## Brano del documento
○ ○ ○
Il presidente turco ha voluto ribadire che non si tratta di una guerra offensiva, ma di protezione. Protezione contro i terroristi, come lui definisce le milizie curde, le Ypg. Secondo quanto annunciato dallo stato maggiore turco, le forze armate di Ankara sono entrate nella città insieme agli alleate dell’Esercito libero siriano. Per Rami Abdel Rahman, direttore dell’ormai noto Osservatorio siriano per i diritti umani, “le forze turche e i loro ausiliari siriani hanno preso il controllo di diversi quartieri e i combattimenti continuano“. La difesa, comunque, ha ceduto.
○ ○ ○
## Dati forniti
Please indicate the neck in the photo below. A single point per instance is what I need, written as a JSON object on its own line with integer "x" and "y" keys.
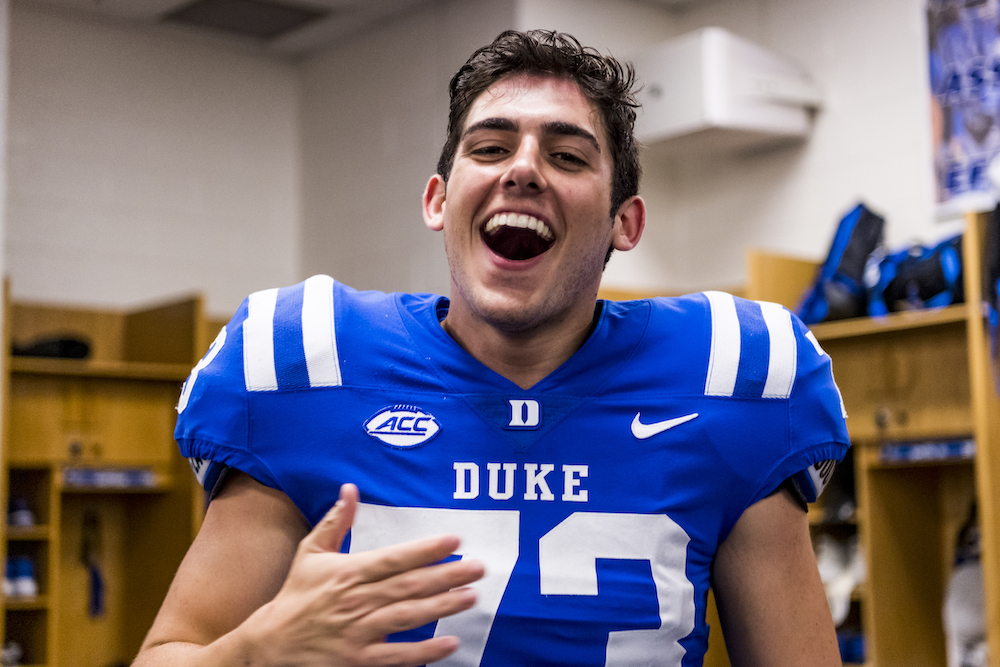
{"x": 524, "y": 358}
○ ○ ○
## Compiti assegnati
- A) Elenca tutte le organizzazioni che il brano sull'offensiva turca indica con un nome proprio.
- B) Estrai dal brano sull'offensiva turca tutto il testo da “Il presidente turco” giù fino a “comunque, ha ceduto.”.

## Soluzioni dell'esercizio
- A)
Ypg
Esercito libero siriano
Osservatorio siriano per i diritti umani

- B)
Il presidente turco ha voluto ribadire che non si tratta di una guerra offensiva, ma di protezione. Protezione contro i terroristi, come lui definisce le milizie curde, le Ypg. Secondo quanto annunciato dallo stato maggiore turco, le forze armate di Ankara sono entrate nella città insieme agli alleate dell’Esercito libero siriano. Per Rami Abdel Rahman, direttore dell’ormai noto Osservatorio siriano per i diritti umani, “le forze turche e i loro ausiliari siriani hanno preso il controllo di diversi quartieri e i combattimenti continuano“. La difesa, comunque, ha ceduto.